• **DOCUMENT SECTION**:
----

Big Man () is a 2014 South Korean television series starring Kang Ji-hwan, Choi Daniel, Lee Da-hee, and Jung So-min. It aired on KBS2 from April 28 to June 17, 2014, for 16 episodes.

Plot
Kim Ji-hyuk grew up a penniless orphan and lived a "third-rate life" before deciding to turn himself around and work himself to the bone, with humble dreams of owning his own restaurant. He gets entangled in a plan to save the life of Kang Dong-seok, a chaebol heir who needs a heart transplant, and is told that he is Dong-seok's older brother and begins a lavish new life in that world... and then later learns that it was all a lie. Disgusted with the corruption of his chaebol "family" and spurred on by hatred of the world's unfair realities, Ji-hyuk embarks on a reckless revenge mission in order to protect himself and those he loves.

----

• **REQUIRED ACTIONS**:
1/ Shift every x and y coordinate in the answers of the point-labeling records below up by 141. Reproduce all of their lines, requests included, and leave the requests and their format samples unchanged.
2/ Continue the text about the Korean series Big Man, starting after its final sentence.

----

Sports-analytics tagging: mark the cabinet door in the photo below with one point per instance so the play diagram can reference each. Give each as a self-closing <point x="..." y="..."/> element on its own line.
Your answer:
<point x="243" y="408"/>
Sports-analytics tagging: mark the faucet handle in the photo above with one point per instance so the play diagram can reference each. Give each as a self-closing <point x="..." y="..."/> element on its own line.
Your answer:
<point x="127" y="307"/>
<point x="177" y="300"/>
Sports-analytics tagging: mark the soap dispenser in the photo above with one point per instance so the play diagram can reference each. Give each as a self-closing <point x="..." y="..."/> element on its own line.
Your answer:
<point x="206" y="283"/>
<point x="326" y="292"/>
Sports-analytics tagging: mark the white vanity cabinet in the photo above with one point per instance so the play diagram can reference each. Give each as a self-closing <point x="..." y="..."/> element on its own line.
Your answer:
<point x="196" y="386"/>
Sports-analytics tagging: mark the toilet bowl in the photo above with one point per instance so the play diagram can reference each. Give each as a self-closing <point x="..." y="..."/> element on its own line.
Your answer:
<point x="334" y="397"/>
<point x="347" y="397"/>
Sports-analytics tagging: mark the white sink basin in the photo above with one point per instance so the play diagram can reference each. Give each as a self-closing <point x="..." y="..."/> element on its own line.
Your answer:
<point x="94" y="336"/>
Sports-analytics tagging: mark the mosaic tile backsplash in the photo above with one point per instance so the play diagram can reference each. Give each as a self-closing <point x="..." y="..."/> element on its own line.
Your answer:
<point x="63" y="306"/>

----

• **SOLVED TASKS**:
1/
Sports-analytics tagging: mark the cabinet door in the photo below with one point per instance so the play diagram can reference each. Give each as a self-closing <point x="..." y="..."/> element on its own line.
Your answer:
<point x="384" y="549"/>
Sports-analytics tagging: mark the faucet handle in the photo above with one point per instance so the play diagram can reference each. Give each as a self-closing <point x="..." y="..."/> element on its own line.
Your answer:
<point x="268" y="448"/>
<point x="318" y="441"/>
Sports-analytics tagging: mark the soap dispenser in the photo above with one point per instance so the play diagram can reference each. Give each as a self-closing <point x="..." y="..."/> element on its own line.
Your answer:
<point x="347" y="424"/>
<point x="467" y="433"/>
Sports-analytics tagging: mark the white vanity cabinet in the photo above with one point per instance so the play diagram can reference each. Give each as a self-closing <point x="..." y="..."/> element on its own line.
Your answer:
<point x="337" y="527"/>
Sports-analytics tagging: mark the toilet bowl in the photo above with one point per instance so the play diagram can reference each. Give each as a self-closing <point x="..." y="..."/> element on its own line.
Your answer:
<point x="475" y="538"/>
<point x="488" y="538"/>
Sports-analytics tagging: mark the white sink basin in the photo above with one point per instance so the play diagram can reference each. Give each as a self-closing <point x="..." y="..."/> element on its own line.
Your answer:
<point x="235" y="477"/>
Sports-analytics tagging: mark the mosaic tile backsplash in the photo above with one point per instance so the play diagram can reference each. Give each as a self-closing <point x="..." y="..."/> element on its own line.
Your answer:
<point x="204" y="447"/>

2/
Cast

Main characters
 Kang Ji-hwan as Kim Ji-hyuk
 Lee Tae-woo as young Ji-hyuk
He is born a penniless orphan and grows up to be an uneducated, poor, "trash-like" man. His life changes when he is tricked into believing that he is the long-lost eldest son of a rich, chaebol family, but everything he's told turns out to be lies. Actually Ji-hyuk is not related to them at all, and the family only wanted to circumvent the transplant program and make him the heart donor for his supposed brother Kang Dong-seok, the real heir.
 Choi Daniel as Kang Dong-seok
 Nam Da-reum as young Dong-seok
Outwardly friendly and congenial, Dong-seok is a two-faced and cunning businessman who doesn't hesitate to do whatever it takes to survive in business. As the only son and heir to the Hyunsung Group, he readily accepts his future as leader of Korea's most powerful business conglomerate. However, his ascent to power is complicated by a business rival, Kim Ji-hyuk.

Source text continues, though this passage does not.